Start Excerpted passage

Previous study  reported that initial water contents had a significant effect on soil swelling rates. The initial water contents affected the electrolyte concentrations in soil thus leading to non-ignorable changes in the thickness of shear plane of electric double layer . Therefore, we examined the effects of different initial water contents and NaNO3 concentrations on δs value for all soil layers including red, sandy and detritus soil layers. It was found that the tested samples of collapsing wall exhibited distinct soil swelling behaviors under the same initial water content (Fig 4A). The reason was that physical and chemical indexes directly related to the soil hydrophilicity, such as liquid limit, CEC value and clay content, decreased with increasing soil depth.
10−2 mol L-1 was a critical concentration point [47, 48] where both the DLVO force and net force acted as functions of electrolyte concentration. When the concentration of NaNO3 varied from 10−4 to 10° mol L-1, the amplitude of variation in the swelling rates did not exceed 3% for all soil layers. The δs value of red soil layer increased with elevated NaNO3 concentration, and the opposite results were observed in sandy and detritus soil layers. Occurrence of these interesting phenomena might be related to the distinct soil nature of different soil layers in collapsing wall. Another important reason was that electrolyte concentration changed internal forces among soil particles and further affected the thickness of shear plane in electric double layer for soil colloid particles .

End Excerpted passage
Start Data excerpts

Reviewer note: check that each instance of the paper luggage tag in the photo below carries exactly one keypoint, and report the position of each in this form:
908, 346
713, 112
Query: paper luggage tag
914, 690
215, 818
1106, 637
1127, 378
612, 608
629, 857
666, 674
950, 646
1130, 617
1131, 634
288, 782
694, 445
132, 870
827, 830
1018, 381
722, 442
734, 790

End Data excerpts

What you need to do
According to the soil swelling passage, why did the tested samples of collapsing wall show distinct swelling behaviors under the same initial water content? Answer in one to three sentences. The data above have no role here.

Full solution
The samples behaved differently because the physical and chemical indexes directly tied to soil hydrophilicity decreased with increasing soil depth. These indexes are liquid limit, CEC value and clay content.